**EXERCISE INSTRUCTIONS**
• A. Translate into French this sentence from the passage on cooperative models: "Withdrawing from cooperation need not always have devastating consequences."
• B. Using the passage on cooperative models, answer these:
(i) With which country did Wilhelm II sign a treaty?
(ii) Who recapitulates Rousseau's hare-stag hypothetical?
(iii) What share of a stag satisfies the hunger of each of the five men?
• C. Rewrite everything from "As an unstable" down to "always the case." in the passage on cooperative models, with "World Trade Organization" replaced by "European Union".

**GIVEN TEXT**
┄┄┄┄┄┄┄┄┄┄┄┄┄┄┄┄┄┄┄┄

B. States Withdrawing from the Collaborative Model De-stablize the Entire System
Cooperation is, however, no panacea for all the ills inflicted by isolation and self-interest. Despite being a superior model than isolation, it is not a stable equilibrium of the world in the sense that a small perturbation away from this equilibrium can correct itself by pulling the world back into this equilibrium. For example, the complex alliance that Bismarck endeavored to put together did not survive his departure. Keeping the Russians away from the French was the one thing that Bismarck did everything within his power to maintain, but in one stroke, Wilhelm II changed the course of Germany’s foreign policy by distancing the Russians and signing a treaty with the Great Britain. The balance of power model was replaced by Wilhelm II’s desire for expansion to protect Germany’s “place in the sun.” A change of heart dooms the entire framework and a catastrophic war ensues.
As an unstable equilibrium, the paramount danger facing a cooperative model is that an individual country tries to move away from this model for its own short-term gain. Withdrawing from cooperation need not always have devastating consequences. Indeed, if Luxemburg decided to quit the World Trade Organization, there might be some rippling effects on economies around the world, but its negative effects would be limited in scope and temporary in nature. It does weaken the cooperative framework somehow, but does not fundamentally alter the structure of cooperation. In other words, the equilibrium is still unstable, but in the Luxemburg quitting the WTO example, there is a second best equilibrium not so far away from the original one. Nevertheless, this is not always the case.
Rousseau’s famous stag hunt dilemma illustrates exactly the disaster that can be caused by abandoning the cooperative model. Kenneth Waltz recapitulates Rousseau’s hare-stag hypothetical:
Assume that five men who have acquired a rudimentary ability to speak and to understand each other happen to come together at a time when all of them suffer from hunger. The hunger of each will be satisfied by the fifth part of a stag, so they ‘agree’ to cooperate in a project to trap one. But also the hunger of any one of them will be satisfied by a hare so, as a hare comes within reach, one of them grabs it. The defector obtains the means of satisfying his hunger but in doing so permits the stag to escape. His immediate interest prevails over consideration for his fellow.
This stag hunt example captures a fundamental problem where the opportunity cost of joining a cooperative project is one’s ability to act alone. Failing the goal of that cooperative project necessarily means that one is even much worse off than if he could have done it by himself. But if the cooperation already exists, then it is within each participant’s interest to prevent others from withdrawing from the cooperation if doing so significantly undermines the goal of the collective.

┄┄┄┄┄┄┄┄┄┄┄┄┄┄┄┄┄┄┄┄

**GIVEN MATERIAL**

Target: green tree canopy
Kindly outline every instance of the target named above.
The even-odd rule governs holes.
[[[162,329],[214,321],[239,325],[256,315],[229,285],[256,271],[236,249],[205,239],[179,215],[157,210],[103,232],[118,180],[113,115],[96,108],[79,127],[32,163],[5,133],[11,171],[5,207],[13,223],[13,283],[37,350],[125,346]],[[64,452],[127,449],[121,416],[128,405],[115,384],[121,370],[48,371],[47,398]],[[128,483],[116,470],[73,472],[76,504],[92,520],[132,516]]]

┄┄┄┄┄┄┄┄┄┄┄┄┄┄┄┄┄┄┄┄

**ANSWERS TO THE PROBLEMS**
• A. Se retirer de la coopération n'a pas nécessairement toujours des conséquences dévastatrices.

• B.
(i) Great Britain
(ii) Kenneth Waltz
(iii) The fifth part of a stag

• C.
As an unstable equilibrium, the paramount danger facing a cooperative model is that an individual country tries to move away from this model for its own short-term gain. Withdrawing from cooperation need not always have devastating consequences. Indeed, if Luxemburg decided to quit the European Union, there might be some rippling effects on economies around the world, but its negative effects would be limited in scope and temporary in nature. It does weaken the cooperative framework somehow, but does not fundamentally alter the structure of cooperation. In other words, the equilibrium is still unstable, but in the Luxemburg quitting the WTO example, there is a second best equilibrium not so far away from the original one. Nevertheless, this is not always the case.